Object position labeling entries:
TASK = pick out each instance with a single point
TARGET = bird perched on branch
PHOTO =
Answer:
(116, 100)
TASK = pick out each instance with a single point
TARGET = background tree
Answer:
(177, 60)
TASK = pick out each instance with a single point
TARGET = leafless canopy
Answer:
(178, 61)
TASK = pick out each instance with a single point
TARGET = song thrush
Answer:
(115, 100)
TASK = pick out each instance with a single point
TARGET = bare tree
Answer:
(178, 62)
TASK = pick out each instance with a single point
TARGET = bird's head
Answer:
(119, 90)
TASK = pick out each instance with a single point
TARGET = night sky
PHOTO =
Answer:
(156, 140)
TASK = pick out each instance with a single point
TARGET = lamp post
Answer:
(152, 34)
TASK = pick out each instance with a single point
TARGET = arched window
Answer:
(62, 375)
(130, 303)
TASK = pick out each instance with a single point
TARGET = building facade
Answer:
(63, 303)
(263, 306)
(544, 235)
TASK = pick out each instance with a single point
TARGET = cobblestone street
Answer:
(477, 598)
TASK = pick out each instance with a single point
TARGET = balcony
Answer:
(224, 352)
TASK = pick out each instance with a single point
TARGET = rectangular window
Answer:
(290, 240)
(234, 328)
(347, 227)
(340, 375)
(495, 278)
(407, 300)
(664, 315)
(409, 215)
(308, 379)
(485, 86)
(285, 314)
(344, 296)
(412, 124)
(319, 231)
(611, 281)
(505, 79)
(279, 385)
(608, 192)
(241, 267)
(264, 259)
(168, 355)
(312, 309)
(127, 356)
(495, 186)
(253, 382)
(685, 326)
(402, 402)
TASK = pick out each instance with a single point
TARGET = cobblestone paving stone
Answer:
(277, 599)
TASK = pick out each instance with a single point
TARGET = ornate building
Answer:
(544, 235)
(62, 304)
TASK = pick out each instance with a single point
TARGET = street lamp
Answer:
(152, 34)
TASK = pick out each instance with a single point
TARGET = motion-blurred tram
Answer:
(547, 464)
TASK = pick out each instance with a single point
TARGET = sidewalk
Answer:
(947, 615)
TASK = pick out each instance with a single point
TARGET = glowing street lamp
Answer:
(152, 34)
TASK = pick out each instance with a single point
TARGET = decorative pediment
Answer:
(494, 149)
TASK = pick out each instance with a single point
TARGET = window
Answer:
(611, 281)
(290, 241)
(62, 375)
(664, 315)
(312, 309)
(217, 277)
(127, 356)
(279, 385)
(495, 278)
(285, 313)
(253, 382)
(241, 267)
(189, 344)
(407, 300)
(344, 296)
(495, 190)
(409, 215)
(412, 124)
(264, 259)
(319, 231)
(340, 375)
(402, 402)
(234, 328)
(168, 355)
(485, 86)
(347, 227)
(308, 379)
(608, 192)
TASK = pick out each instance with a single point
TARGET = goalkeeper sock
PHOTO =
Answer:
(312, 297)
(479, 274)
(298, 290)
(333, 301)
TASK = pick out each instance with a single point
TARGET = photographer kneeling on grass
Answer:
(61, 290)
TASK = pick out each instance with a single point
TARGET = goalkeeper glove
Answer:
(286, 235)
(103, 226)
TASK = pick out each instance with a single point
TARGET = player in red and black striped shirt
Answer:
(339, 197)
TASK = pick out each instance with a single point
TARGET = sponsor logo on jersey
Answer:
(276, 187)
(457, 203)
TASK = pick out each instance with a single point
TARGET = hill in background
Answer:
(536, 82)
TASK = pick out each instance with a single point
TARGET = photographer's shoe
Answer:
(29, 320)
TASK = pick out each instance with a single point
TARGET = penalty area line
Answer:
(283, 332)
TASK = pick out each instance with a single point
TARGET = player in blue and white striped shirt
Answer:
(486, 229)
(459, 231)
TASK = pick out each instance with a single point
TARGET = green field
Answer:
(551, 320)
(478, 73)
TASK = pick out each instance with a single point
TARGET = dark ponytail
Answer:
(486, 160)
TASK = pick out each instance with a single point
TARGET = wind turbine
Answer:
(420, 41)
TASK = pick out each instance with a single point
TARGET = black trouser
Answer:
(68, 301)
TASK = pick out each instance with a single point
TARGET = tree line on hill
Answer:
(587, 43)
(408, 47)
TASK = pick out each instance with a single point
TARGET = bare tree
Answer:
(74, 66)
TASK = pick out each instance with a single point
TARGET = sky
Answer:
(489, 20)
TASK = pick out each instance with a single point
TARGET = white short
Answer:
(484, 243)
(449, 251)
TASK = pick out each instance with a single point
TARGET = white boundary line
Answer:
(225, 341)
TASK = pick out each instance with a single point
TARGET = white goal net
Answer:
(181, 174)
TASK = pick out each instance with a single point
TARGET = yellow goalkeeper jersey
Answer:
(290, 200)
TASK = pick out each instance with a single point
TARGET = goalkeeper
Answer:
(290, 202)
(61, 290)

--- WRITTEN EXERCISE ---
Type out the entries again, word for word.

--- EXERCISE RESPONSE ---
TASK = pick out each instance with a single point
TARGET = bird perched on branch
PHOTO =
Answer:
(116, 100)
TASK = pick out each instance with a single point
TARGET = background tree
Answer:
(177, 60)
TASK = pick out each instance with a single point
TARGET = leafless canopy
Answer:
(178, 61)
TASK = pick out each instance with a single point
TARGET = song thrush
Answer:
(115, 100)
TASK = pick out each instance with a single point
TARGET = bare tree
Answer:
(178, 62)
TASK = pick out each instance with a single point
TARGET = bird's head
Answer:
(119, 90)
TASK = pick out each instance with a single point
TARGET = night sky
PHOTO =
Answer:
(156, 140)
TASK = pick out each instance with a single point
TARGET = lamp post
Answer:
(152, 34)
TASK = pick out each instance with a single point
TARGET = arched window
Answer:
(62, 375)
(130, 303)
TASK = pick out each instance with a single point
TARGET = building facade
Answer:
(63, 303)
(263, 306)
(544, 235)
TASK = pick out each instance with a single point
TARGET = cobblestone street
Answer:
(477, 598)
TASK = pick out each instance with a single point
TARGET = balcony
Answer:
(224, 352)
TASK = pick out each instance with a single point
TARGET = rectangular window
Answer:
(290, 240)
(234, 328)
(347, 227)
(340, 375)
(495, 278)
(407, 300)
(664, 315)
(409, 215)
(308, 379)
(485, 86)
(285, 314)
(344, 296)
(412, 124)
(319, 231)
(611, 281)
(505, 79)
(279, 385)
(608, 192)
(241, 267)
(264, 259)
(168, 355)
(312, 309)
(127, 356)
(495, 186)
(253, 382)
(685, 326)
(402, 402)
TASK = pick out each instance with a single point
TARGET = cobblestone paving stone
Answer:
(277, 599)
TASK = pick out each instance with a single point
TARGET = ornate building
Answer:
(544, 235)
(62, 304)
TASK = pick out each instance with a single point
TARGET = street lamp
Answer:
(152, 34)
TASK = pick out each instance with a single point
TARGET = motion-blurred tram
Answer:
(547, 464)
TASK = pick out each instance with a single point
TARGET = sidewalk
Answer:
(947, 615)
TASK = pick out each instance with a single point
TARGET = glowing street lamp
Answer:
(152, 34)
TASK = pick out each instance with a single point
TARGET = decorative pediment
Answer:
(494, 149)
TASK = pick out each instance with a single point
TARGET = window
Answer:
(611, 281)
(290, 241)
(62, 375)
(664, 315)
(312, 309)
(217, 277)
(127, 356)
(279, 385)
(495, 278)
(285, 313)
(253, 382)
(241, 267)
(189, 344)
(407, 300)
(344, 296)
(495, 190)
(409, 215)
(412, 124)
(264, 259)
(319, 231)
(340, 375)
(402, 402)
(234, 328)
(168, 355)
(485, 86)
(347, 227)
(308, 379)
(608, 192)
TASK = pick out each instance with a single point
TARGET = goalkeeper sock
PHOTO =
Answer:
(312, 297)
(479, 274)
(298, 290)
(333, 301)
TASK = pick out each instance with a single point
TARGET = photographer kneeling on grass
Answer:
(61, 290)
TASK = pick out each instance with a single point
TARGET = goalkeeper glove
Answer:
(286, 235)
(103, 226)
TASK = pick out each instance with a single point
TARGET = player in red and black striped shirt
Answer:
(339, 197)
TASK = pick out each instance with a single point
TARGET = sponsor logo on jersey
Answer:
(276, 187)
(457, 203)
TASK = pick out each instance with a single point
TARGET = hill in background
Answer:
(536, 82)
TASK = pick out each instance with a single point
TARGET = photographer's shoe
Answer:
(29, 320)
TASK = pick out each instance with a single point
TARGET = penalty area line
Answer:
(283, 332)
TASK = pick out each instance with a single point
TARGET = player in blue and white striped shirt
Answer:
(486, 229)
(459, 231)
TASK = pick out each instance with a single point
TARGET = green field
Answer:
(551, 320)
(478, 73)
TASK = pick out each instance with a single point
TARGET = dark ponytail
Answer:
(486, 160)
TASK = pick out each instance with a single point
TARGET = wind turbine
Answer:
(420, 41)
TASK = pick out each instance with a single point
TARGET = black trouser
Answer:
(68, 301)
TASK = pick out each instance with a single point
TARGET = tree line on hill
Answer:
(587, 43)
(408, 47)
TASK = pick out each instance with a single point
TARGET = bare tree
Answer:
(74, 66)
TASK = pick out each instance with a single point
TARGET = sky
Answer:
(489, 20)
TASK = pick out each instance with a single point
TARGET = white short
Answer:
(484, 243)
(449, 251)
TASK = pick out each instance with a single point
TARGET = white boundary line
Answer:
(225, 341)
TASK = pick out each instance with a single point
TARGET = white goal net
Answer:
(181, 174)
TASK = pick out each instance with a single point
TARGET = yellow goalkeeper jersey
Answer:
(290, 200)
TASK = pick out each instance with a single point
TARGET = goalkeeper
Answer:
(290, 202)
(61, 290)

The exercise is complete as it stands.